What you should do. In the data below, swap every "dark" for "black", keep everything else the same, and leave the pictures out.
# Source material start
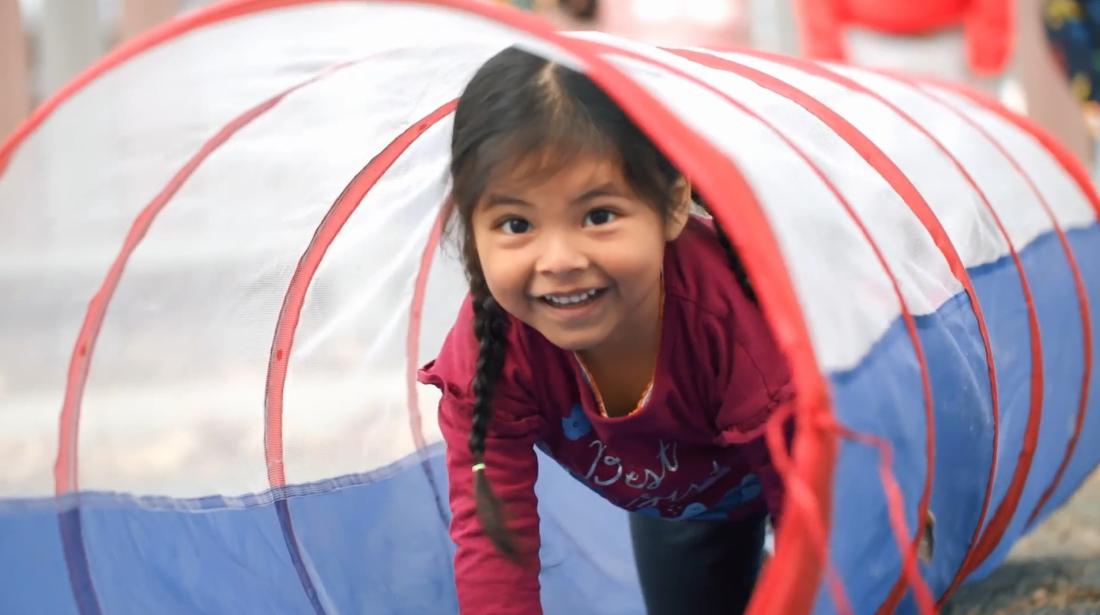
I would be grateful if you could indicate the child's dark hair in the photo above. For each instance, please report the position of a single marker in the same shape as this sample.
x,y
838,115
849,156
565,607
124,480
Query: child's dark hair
# Source material end
Solution for this exercise.
I would be grateful if you could indicate the child's black hair in the photo above. For each instance, please report the position of a single marker in the same shape as this sample.
x,y
838,115
849,156
565,607
124,480
Query: child's black hair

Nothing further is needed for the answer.